═════ Given passage

Tee-nine-see

Doug Harris cats22 at FRONTIERNET.NET
Sat Apr 14 18:13:09 UTC 2007


Like you, dInIs, I grew up in the Louisville area in the same period -- with
a couple of years in the middle up Morehead and Mt Sterling way -- and I
seem to think we emphasized the NINE sylabobbel.
Something else I remember from the time I was maybe ten or eleven was a
saying a Lexington-resident aunt of mine said was an "old" one, or maybe she
said it was a "common" one. Either way, I never to this day have heard
anyone but her say "spit is a horrible word, but it's worse on the end of
your cigar." I neither smoked nor spat much in those days (nor do I do
either today!), and I couldn't quite fathom what the saying was meant to
mean. I'm still not quite sure, and I'm still wondering why the memory of
her reciting that to a cousin of mine while we were on a (local) bus has
always been such a vivid memory.

══════════

What is needed:
Retype the Tee-nine-see post word for word, starting with "Something else I" and going on through "a vivid memory.".

═════ Source data

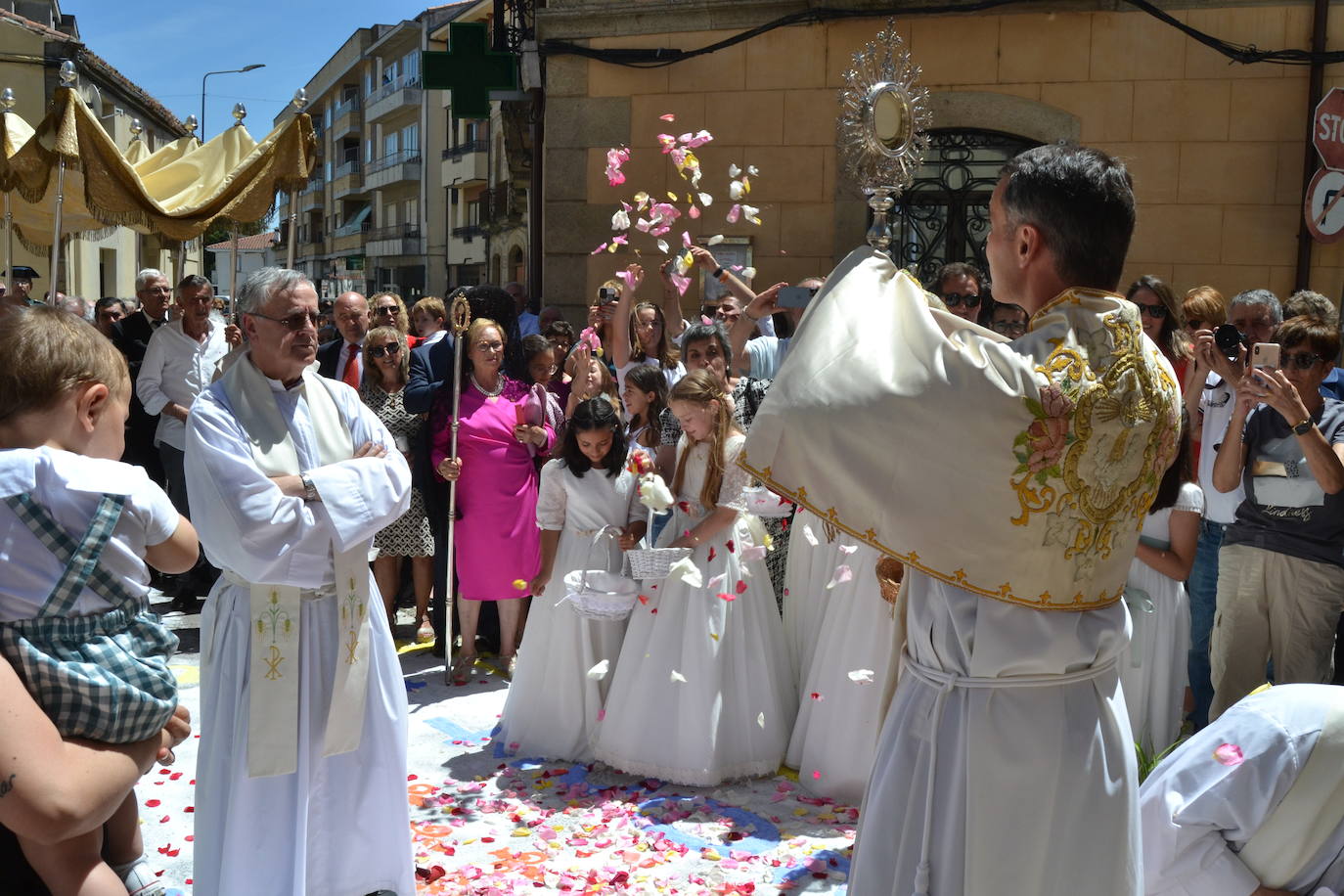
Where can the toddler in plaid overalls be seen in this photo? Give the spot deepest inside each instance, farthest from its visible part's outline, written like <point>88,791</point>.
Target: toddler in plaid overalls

══════════

Full output:
Something else I remember from the time I was maybe ten or eleven was a
saying a Lexington-resident aunt of mine said was an "old" one, or maybe she
said it was a "common" one. Either way, I never to this day have heard
anyone but her say "spit is a horrible word, but it's worse on the end of
your cigar." I neither smoked nor spat much in those days (nor do I do
either today!), and I couldn't quite fathom what the saying was meant to
mean. I'm still not quite sure, and I'm still wondering why the memory of
her reciting that to a cousin of mine while we were on a (local) bus has
always been such a vivid memory.